Data for the task:
============

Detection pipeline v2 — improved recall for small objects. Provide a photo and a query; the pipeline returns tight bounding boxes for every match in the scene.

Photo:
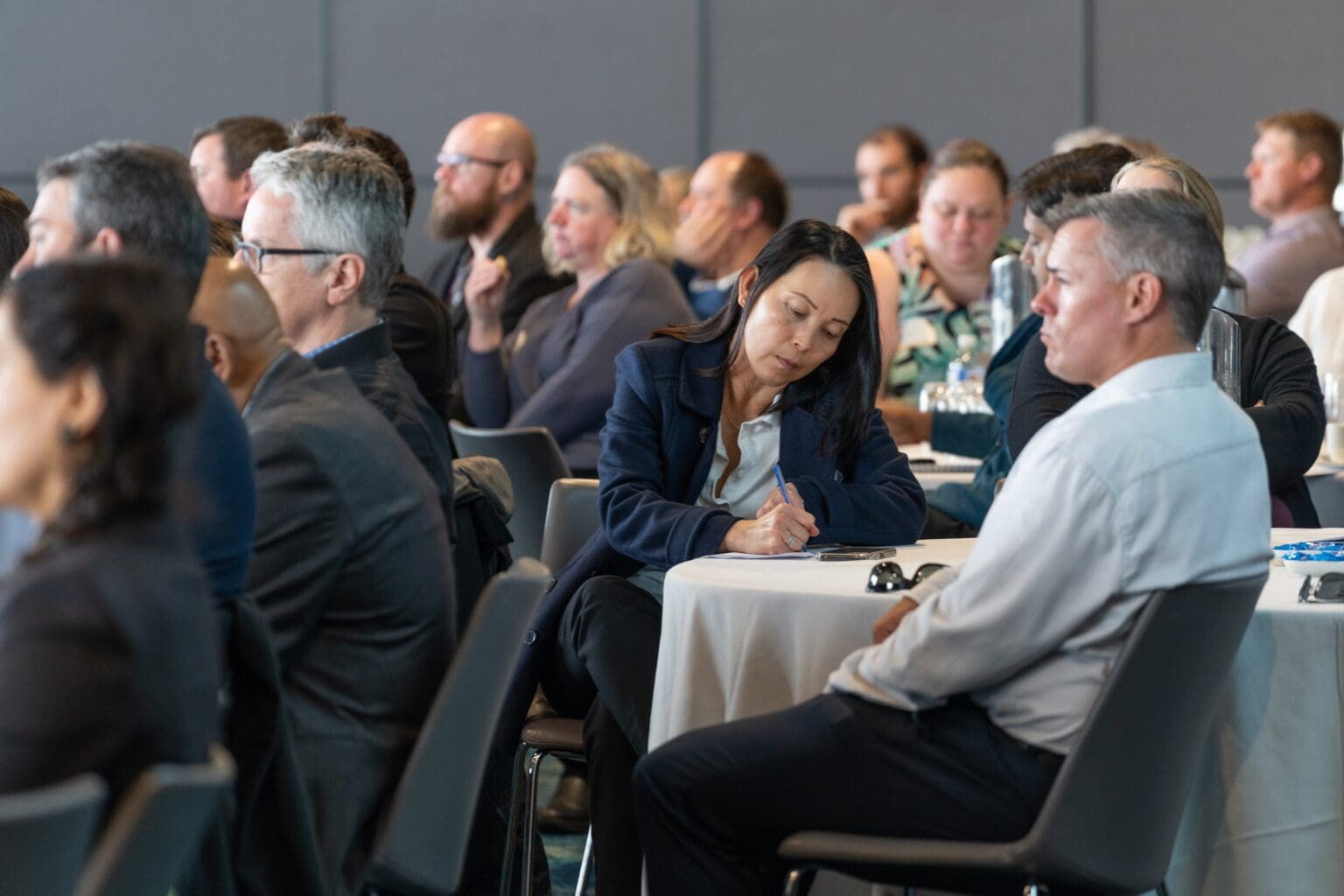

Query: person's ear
[326,253,366,308]
[60,364,108,442]
[1297,151,1325,184]
[738,264,760,308]
[729,196,760,230]
[1125,271,1163,324]
[88,227,122,258]
[499,158,526,196]
[206,333,235,386]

============

What you have to do: Could you render every line of the items above as a JSON list of strings, one string per line, with blank lines skipped and the picture left out?

The solution:
[
  "Detection pipeline v2 — improved recall for small objects. Provide a photo and a query; the pipeline returns tight bounding boxes for every match in the scene.",
  "Photo:",
  "Query: person's ear",
  "[326,253,366,308]",
  "[60,364,108,442]",
  "[1297,151,1325,184]",
  "[738,264,760,308]",
  "[729,196,760,230]",
  "[1125,271,1163,324]",
  "[88,227,122,258]",
  "[499,158,526,196]",
  "[206,333,235,386]"
]